BRIEF
Provide an exact reproduction of every entry.

═════ DATA FOR PROCESSING ═════

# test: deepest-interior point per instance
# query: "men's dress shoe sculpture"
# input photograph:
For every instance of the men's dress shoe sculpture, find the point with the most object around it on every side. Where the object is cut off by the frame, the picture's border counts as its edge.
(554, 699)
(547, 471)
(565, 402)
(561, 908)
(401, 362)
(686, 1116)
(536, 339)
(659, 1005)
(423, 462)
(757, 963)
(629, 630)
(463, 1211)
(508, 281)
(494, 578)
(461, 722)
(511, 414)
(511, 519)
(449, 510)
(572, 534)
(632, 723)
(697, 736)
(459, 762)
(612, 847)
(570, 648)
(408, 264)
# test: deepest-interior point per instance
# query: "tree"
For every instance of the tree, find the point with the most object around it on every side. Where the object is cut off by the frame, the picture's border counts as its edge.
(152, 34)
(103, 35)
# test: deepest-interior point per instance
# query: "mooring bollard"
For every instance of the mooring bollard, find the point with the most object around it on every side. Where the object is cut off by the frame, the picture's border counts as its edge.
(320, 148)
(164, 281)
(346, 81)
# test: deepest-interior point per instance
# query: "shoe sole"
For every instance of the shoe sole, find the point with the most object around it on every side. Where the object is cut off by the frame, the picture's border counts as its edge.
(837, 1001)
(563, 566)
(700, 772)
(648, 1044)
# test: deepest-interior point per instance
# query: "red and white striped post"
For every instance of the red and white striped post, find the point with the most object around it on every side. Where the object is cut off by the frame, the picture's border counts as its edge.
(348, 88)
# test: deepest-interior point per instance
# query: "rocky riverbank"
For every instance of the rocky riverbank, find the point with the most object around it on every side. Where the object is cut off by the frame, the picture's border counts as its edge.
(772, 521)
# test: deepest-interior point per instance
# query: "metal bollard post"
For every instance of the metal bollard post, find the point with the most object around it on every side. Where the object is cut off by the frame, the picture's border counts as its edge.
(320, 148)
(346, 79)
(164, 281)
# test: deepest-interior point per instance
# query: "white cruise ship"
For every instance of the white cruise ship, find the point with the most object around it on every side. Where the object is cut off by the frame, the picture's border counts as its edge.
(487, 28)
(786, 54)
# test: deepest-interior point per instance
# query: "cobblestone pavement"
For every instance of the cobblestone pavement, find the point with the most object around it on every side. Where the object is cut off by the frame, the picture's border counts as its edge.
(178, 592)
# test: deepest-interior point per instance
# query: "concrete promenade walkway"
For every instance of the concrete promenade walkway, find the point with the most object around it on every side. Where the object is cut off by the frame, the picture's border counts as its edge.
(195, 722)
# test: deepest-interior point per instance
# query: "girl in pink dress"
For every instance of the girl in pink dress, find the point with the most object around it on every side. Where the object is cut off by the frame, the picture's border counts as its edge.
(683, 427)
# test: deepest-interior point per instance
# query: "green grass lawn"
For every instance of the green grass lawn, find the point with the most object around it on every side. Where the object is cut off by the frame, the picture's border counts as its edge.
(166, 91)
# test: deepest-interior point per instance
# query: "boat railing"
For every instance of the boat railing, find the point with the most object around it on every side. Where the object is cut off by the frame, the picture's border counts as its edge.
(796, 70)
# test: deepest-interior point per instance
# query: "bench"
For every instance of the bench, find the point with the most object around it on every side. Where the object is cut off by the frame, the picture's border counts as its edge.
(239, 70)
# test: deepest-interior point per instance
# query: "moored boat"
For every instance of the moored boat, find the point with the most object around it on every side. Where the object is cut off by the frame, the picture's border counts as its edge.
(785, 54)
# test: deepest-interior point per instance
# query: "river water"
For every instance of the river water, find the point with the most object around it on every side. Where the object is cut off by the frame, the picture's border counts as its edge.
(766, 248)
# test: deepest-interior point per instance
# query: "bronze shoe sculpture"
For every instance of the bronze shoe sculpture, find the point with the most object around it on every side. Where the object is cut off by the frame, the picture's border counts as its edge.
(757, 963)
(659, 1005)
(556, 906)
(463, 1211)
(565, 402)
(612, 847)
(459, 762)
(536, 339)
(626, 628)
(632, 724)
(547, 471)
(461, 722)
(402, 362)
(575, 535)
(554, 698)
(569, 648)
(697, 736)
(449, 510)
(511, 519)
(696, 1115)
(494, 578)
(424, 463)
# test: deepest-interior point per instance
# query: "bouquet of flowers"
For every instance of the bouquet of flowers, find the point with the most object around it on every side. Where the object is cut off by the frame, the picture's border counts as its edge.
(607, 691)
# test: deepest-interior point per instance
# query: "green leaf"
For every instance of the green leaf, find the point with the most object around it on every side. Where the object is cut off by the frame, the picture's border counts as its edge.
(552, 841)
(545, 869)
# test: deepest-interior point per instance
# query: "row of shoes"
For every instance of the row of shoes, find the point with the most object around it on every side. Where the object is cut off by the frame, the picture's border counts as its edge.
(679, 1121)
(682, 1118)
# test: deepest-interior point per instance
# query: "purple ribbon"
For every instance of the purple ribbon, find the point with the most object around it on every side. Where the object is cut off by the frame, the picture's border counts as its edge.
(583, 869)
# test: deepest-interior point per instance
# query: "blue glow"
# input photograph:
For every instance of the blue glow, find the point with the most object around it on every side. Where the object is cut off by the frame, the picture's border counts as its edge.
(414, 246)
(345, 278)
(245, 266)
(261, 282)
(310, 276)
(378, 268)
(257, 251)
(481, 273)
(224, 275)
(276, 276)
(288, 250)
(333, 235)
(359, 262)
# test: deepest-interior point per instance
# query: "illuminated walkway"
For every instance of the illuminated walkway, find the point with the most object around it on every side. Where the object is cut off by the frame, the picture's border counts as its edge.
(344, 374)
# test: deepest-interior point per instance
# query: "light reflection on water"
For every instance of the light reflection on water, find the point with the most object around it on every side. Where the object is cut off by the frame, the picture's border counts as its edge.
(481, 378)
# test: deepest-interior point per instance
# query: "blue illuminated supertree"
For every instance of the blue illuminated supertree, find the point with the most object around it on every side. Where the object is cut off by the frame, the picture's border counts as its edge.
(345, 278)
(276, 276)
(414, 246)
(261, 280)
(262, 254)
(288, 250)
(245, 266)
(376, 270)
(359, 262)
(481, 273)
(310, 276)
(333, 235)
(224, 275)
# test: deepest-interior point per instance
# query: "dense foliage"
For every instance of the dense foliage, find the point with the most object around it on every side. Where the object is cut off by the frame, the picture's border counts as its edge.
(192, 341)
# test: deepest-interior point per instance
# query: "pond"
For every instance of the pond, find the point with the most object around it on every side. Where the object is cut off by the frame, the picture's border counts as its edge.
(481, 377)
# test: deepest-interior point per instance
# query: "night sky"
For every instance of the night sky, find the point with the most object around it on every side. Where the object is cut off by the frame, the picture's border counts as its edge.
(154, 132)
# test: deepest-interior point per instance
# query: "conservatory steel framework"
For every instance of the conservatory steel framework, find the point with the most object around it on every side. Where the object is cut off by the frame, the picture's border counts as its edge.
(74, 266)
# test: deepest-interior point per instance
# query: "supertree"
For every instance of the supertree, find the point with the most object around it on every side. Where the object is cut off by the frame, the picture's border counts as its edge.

═════

ANSWER FOR THE TASK
# test: deepest-interior point per instance
# query: "men's dress shoe sculpture"
# input photograph:
For every instance of the men's dress shoe sculpture, find the point with the most object around it on every side. Where the object is cut off by the frame, the picture's border counts as its edge.
(554, 699)
(547, 471)
(565, 402)
(561, 908)
(401, 362)
(686, 1116)
(536, 339)
(659, 1005)
(423, 462)
(757, 963)
(629, 630)
(463, 1211)
(508, 281)
(494, 578)
(461, 722)
(511, 414)
(511, 519)
(449, 510)
(572, 534)
(632, 723)
(697, 736)
(459, 762)
(612, 847)
(570, 648)
(408, 264)
# test: deepest-interior point per instance
# query: "tree"
For every instance of the tree, find the point with the most object around it on every side. Where the object is cut off by the frame, the picture's border counts as its edge.
(152, 34)
(103, 35)
# test: deepest-interior point per instance
# query: "mooring bollard"
For every instance of the mooring bollard, find the point with the most object around it on every side. Where the object is cut off by the frame, the picture's border counts as its edge.
(320, 148)
(164, 281)
(346, 81)
# test: deepest-interior point per instance
# query: "shoe sole"
For every instance of the shoe sole, find the point with the most object around it on every side. Where the object is cut off by the frame, the picture's border counts as its edge.
(837, 1001)
(563, 566)
(700, 772)
(648, 1044)
# test: deepest-interior point per instance
# query: "red and white striped post"
For every instance of the red and white striped post, find the point with the most object around it on every side. Where the object is cut off by the frame, the picture's border counts as its edge.
(348, 88)
# test: deepest-interior point per instance
# query: "rocky riverbank"
For every instance of the rocky riverbank, find the point with the most object around it on every side. Where the object is cut off by the frame, the picture's border counts as its edge.
(772, 521)
# test: deepest-interior point per instance
# query: "metal bollard post"
For every instance of the metal bollard post, find the point with the most object around it on every side. Where the object is cut off by the frame, the picture's border counts as its edge.
(320, 148)
(346, 79)
(164, 281)
# test: deepest-interior point per instance
# query: "white cruise ship"
For every instance of the white cruise ship, find the point with the most object around it on every side. Where the object is cut off by the frame, the picture's border counts as its edge.
(487, 28)
(786, 54)
# test: deepest-interior point per instance
# query: "cobblestone pavement"
For every instance of the cobblestone pavement, find the point with the most object around it on every side. Where the object is cut off by the frame, the picture's border counts as its edge.
(178, 592)
# test: deepest-interior point per instance
# query: "concrete promenade walkway"
For every instance of the concrete promenade walkway, find the point with the most object around it on every side. Where the object is cut off by the frame, the picture's border counts as its edge.
(195, 722)
# test: deepest-interior point per instance
# query: "girl in pink dress"
For every instance of the girl in pink dress, find the point with the most object around it on every side. Where the object is cut off by the frame, the picture's border counts as its edge.
(683, 427)
# test: deepest-interior point per instance
# query: "green grass lawn"
For every instance of the green grass lawn, find the point with the most object around it on every side. Where the object is cut off by the frame, the picture's border counts as its edge.
(166, 91)
# test: deepest-interior point per instance
# query: "boat railing"
For every instance of the boat railing, find the point with the most object around it on every side. Where the object is cut off by the frame, the picture's border counts as its edge.
(796, 70)
# test: deepest-interior point per instance
# query: "bench"
For every instance of the bench, find the point with the most object around it on every side. Where the object is cut off by the frame, the picture's border counts as its edge.
(239, 70)
# test: deepest-interior point per instance
# query: "moored boat"
For every instance of the moored boat, find the point with the most object around it on every side. Where the object is cut off by the frame, the picture's border counts as its edge.
(785, 54)
# test: deepest-interior point per instance
# query: "river water"
For every instance of the river water, find the point with the most object around it on every side. Where the object is cut off by the frame, the picture's border counts as its edge.
(766, 248)
# test: deepest-interior point per instance
# query: "bronze shoe sculpture"
For every instance of the bronze shoe sculpture, find the point with the most object around it on every side. Where the object is cut off by the frame, the picture's border counts as its edge.
(757, 963)
(659, 1005)
(556, 906)
(463, 1211)
(565, 402)
(612, 847)
(459, 762)
(536, 339)
(626, 628)
(632, 724)
(547, 471)
(461, 722)
(402, 362)
(575, 535)
(554, 698)
(569, 648)
(697, 736)
(449, 510)
(511, 519)
(696, 1115)
(494, 578)
(424, 463)
# test: deepest-interior point per instance
# query: "bouquet of flowers"
For every instance of the bouquet of flowers, find the point with the most object around it on every side. Where the object is cut off by the frame, the picture's border counts as its edge.
(607, 691)
# test: deepest-interior point per instance
# query: "green leaf"
For every instance of the green leaf, find the point with the most object around it on every side. Where the object is cut off by the frame, the picture's border counts as its edge.
(552, 841)
(545, 869)
# test: deepest-interior point per instance
# query: "row of shoes"
For every instance of the row of shoes, find the point with the most object around it on every side. Where the object is cut off by the frame, the picture's border counts as its edge.
(679, 1121)
(682, 1118)
# test: deepest-interior point per instance
# query: "purple ribbon"
For every instance of the purple ribbon, find the point with the most object around it on every side. Where the object is cut off by the frame, the picture's border counts as its edge.
(583, 869)
# test: deepest-interior point per instance
# query: "blue glow"
# input photograph:
For every instance of the blue glow, find the point with the most object around it on every side. Where the object is cut off by the frame, the picture's border counts as its edge.
(414, 246)
(345, 278)
(245, 266)
(261, 282)
(310, 276)
(378, 268)
(257, 251)
(481, 273)
(224, 275)
(276, 276)
(288, 250)
(333, 235)
(359, 262)
# test: deepest-interior point per instance
# query: "illuminated walkway"
For every instance of the illuminated walkway, find the point with the most object around it on every side. Where the object is cut off by the frame, the picture's border counts as its edge.
(344, 374)
# test: deepest-interior point per instance
# query: "light reflection on water"
For every instance of the light reflection on water, find the point with the most object around it on every side. Where the object is cut off by the frame, the picture's border counts as its edge.
(481, 378)
# test: deepest-interior point per instance
# query: "blue illuminated supertree"
For every instance of the blue illuminated supertree, find the point with the most object around it on every side. Where the object is cut off by the frame, the picture's border counts as its edge.
(345, 278)
(276, 276)
(414, 246)
(261, 280)
(262, 254)
(288, 250)
(245, 266)
(376, 270)
(359, 262)
(481, 273)
(310, 276)
(333, 235)
(224, 275)
# test: deepest-interior point per instance
# query: "dense foliage"
For every instance of the dense foliage, find the point with the most object around it on every side. Where the object is cut off by the frame, the picture's border counts as its edge.
(192, 341)
# test: deepest-interior point per instance
# query: "pond"
For every instance of the pond, find the point with the most object around it on every side. Where the object is cut off by the frame, the picture's border counts as its edge.
(481, 377)
# test: deepest-interior point per instance
# query: "night sky"
For every instance of the night sky, find the point with the most object around it on every side. Where the object is cut off by the frame, the picture's border counts as its edge.
(154, 132)
# test: deepest-interior point per instance
# query: "conservatory steel framework"
For every instance of the conservatory steel framework, find the point with the most object around it on every side. Where the object is cut off by the frame, the picture's border counts as its edge.
(74, 266)
# test: deepest-interior point per instance
# query: "supertree"
For every instance of the supertree, find the point with the most object around it on every side. Where the object is cut off by the frame, the picture's border counts as its edge.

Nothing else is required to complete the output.